Entries for bounding box labeling

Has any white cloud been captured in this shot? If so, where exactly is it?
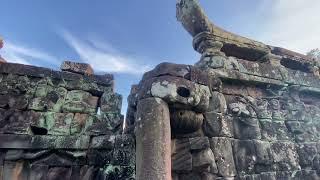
[257,0,320,53]
[59,30,150,74]
[1,42,59,65]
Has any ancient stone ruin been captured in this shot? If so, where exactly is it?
[0,62,135,180]
[0,0,320,180]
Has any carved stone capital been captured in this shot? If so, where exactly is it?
[193,32,225,56]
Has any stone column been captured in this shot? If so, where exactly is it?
[135,98,171,180]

§ **Goal**
Your task is to extract the lines running from the one with "Has any ancient" to the end of the material, inclusive, copying each exactly and adding nothing.

§ **Written solution**
Has any ancient stone ruin been captured in this shot? If so, where exactly is it?
[0,62,135,180]
[0,0,320,180]
Has any carved stone capital been captured in this shot? If so, where exactly is it?
[193,32,225,56]
Has any stone column been captured in this shot? If so, where exactly is it?
[135,98,171,180]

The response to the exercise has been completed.